ACTIVITY 1 |
Using the chemical pump text, answer these:
(a) What does a chemical pump add to a swimming pool?
(b) What is the motor-driven rotor in a centrifugal chemical pump called?
(c) What causes are listed under "Excess chemicals"?
ACTIVITY 2 | Rewrite part of the chemical pump text, swapping "article" for "overview". Begin at the words "This article discusses" and stop after "in a system.".

(Beginning of EXCERPT)

Disadvantages of chemical pump

  • Expensive
  • high initial installation cost
  • Positive displacement chemical pumps are complex and difficult to maintain
  • Pump operation can be noisy and vibratory
  • Centrifugal chemical pump lacks the self-priming ability
  • The centrifugal chemical pump cannot work at high speed

Disadvantages of a centrifugal pump

A Centrifugal pump is not without downsides and below is a highlight of some of the disadvantages of using a centrifugal pump

  • The pump may overheat
  • May suffer from loss of energy due to magnetic coupling
  • An intense load may fail the pump
  • The pump is prone to rust, which may potentially cause damage.

Chemical pump applications

Chemical pumps have a variety of applications, not only in chemical industries but also in non-chemical industries. Non-chemical industry application of the pump includes the following:

  • In swimming pool- A chemical pump is used to add chlorine at the required levels
  • In power generating station-A Chemical pumps are used to inject required chemicals at certain points in the power production process
  • In HVAC- A chemical pump is employed to check or fill freon or other chemicals needed for the process

Other industries where chemical pumps are used include:

  • Water treatment plants
  • Aerial spraying
  • Agriculture
  • Slurry processing
  • Biofuels
  • Nuclear
  • Oil and gas for pumping crude oil, slurry, etc.
  • Construction
  • Food processing
  • Mining
  • Pharmaceutical
  • Pulp and paper industries
  • Sewage

Chemical Dosing pump troubleshooting

Failure to pump

  • Leakage in the suction side of the pump
  • low suction level
  • ruptured diaphragm
  • Worn out seal in the valve seats
  • Cracked pump head
  • The pump head contain air
  • A fault in the wiring and electronic control board

Loss of chemical residue

  • the solution container is dry
  • scaling at the point of delivery
  • very low pump setting

Excess chemicals

  • use of a very rich chemical in the container
  • chemical siphoning into the mainline
  • very high pump setting

Pump refusing to prime or losing prime

  • clogged check valve
  • check valve not correctly sealed
  • Excess pressure at the discharge
  • Suction lift too high


This article discusses the chemical pump, the types of chemical pumps, and the operating mechanism. The article also highlights the general application of chemical pumps, not just in the chemical industry but also in other industries, and the advantages and disadvantages. The Chemical pump has been described as a broad category of pumps used in the industries to transfer, mix, or dispense chemicals in a system.

Chemical pump manufacturers classify chemical pumps into two broad categories: centrifugal and positive displacement chemical pumps. Centrifugal chemical pumps transfer the chemical by converting the rotational energy of a motor-driven rotor, known as an impeller, into kinetic and pressure energy of the chemical. Positive displacement pumps on the other hand convert the energy of displacement components such as diaphragm, piston, lobes, into the pressure energy of the chemical to move the chemical through the system. Positive displacement chemical pump types include lobe chemical pumps, chemical dosing pumps, and Air-operated double diaphragm pumps. According to the chemical pump manufacturer, each type of chemical pump has its characteristics that makes it more suitable for a particular application as compared to the other pumps. For example, a centrifugal chemical pump is proper for low viscosity chemicals while a positive displacement chemical pump is best suited for high viscosity chemicals where a lot of energy is required for the pumping process. Major industries using chemical pumps include oil and gas, pharmaceutical, slurry processing, food processing, nuclear energy, and biofuels.

Some of the advantages of chemical pumps include high corrosion resistance, longevity, and size and application versatility. However, chemical pumps also have several disadvantages including high initial installation and maintenance cost, noisy and vibratory operation, positive displacement pumps have complex construction and therefore are difficult to maintain. Also, the centrifugal chemical pump requires initial manual priming and cannot operate at high speed.

(End of EXCERPT)
(Beginning of DATA EXCERPTS)

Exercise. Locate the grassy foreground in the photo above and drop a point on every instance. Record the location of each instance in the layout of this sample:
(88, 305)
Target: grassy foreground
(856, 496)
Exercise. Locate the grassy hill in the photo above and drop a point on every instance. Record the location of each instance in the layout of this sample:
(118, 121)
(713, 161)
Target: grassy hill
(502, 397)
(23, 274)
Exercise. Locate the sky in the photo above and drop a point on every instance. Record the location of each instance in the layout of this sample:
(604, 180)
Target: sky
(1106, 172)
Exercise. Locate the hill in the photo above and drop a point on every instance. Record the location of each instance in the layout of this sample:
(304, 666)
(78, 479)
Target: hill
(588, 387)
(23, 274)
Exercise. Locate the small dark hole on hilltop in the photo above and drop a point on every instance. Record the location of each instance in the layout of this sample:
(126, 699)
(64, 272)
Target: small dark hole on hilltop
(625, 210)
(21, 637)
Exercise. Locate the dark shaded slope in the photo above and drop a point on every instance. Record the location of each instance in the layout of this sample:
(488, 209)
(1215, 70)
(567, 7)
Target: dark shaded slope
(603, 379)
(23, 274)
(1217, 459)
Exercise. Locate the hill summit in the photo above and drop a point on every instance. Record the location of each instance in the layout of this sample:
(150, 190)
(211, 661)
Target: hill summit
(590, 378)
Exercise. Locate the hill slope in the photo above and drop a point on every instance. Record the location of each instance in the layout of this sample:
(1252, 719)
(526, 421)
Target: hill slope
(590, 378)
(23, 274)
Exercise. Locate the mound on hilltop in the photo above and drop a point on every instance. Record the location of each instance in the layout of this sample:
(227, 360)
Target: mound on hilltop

(End of DATA EXCERPTS)

SOLUTION 1 |
(a) Chlorine, at the required levels.
(b) An impeller.
(c) Use of a very rich chemical in the container, chemical siphoning into the mainline, and a very high pump setting.

SOLUTION 2 |
This overview discusses the chemical pump, the types of chemical pumps, and the operating mechanism. The overview also highlights the general application of chemical pumps, not just in the chemical industry but also in other industries, and the advantages and disadvantages. The Chemical pump has been described as a broad category of pumps used in the industries to transfer, mix, or dispense chemicals in a system.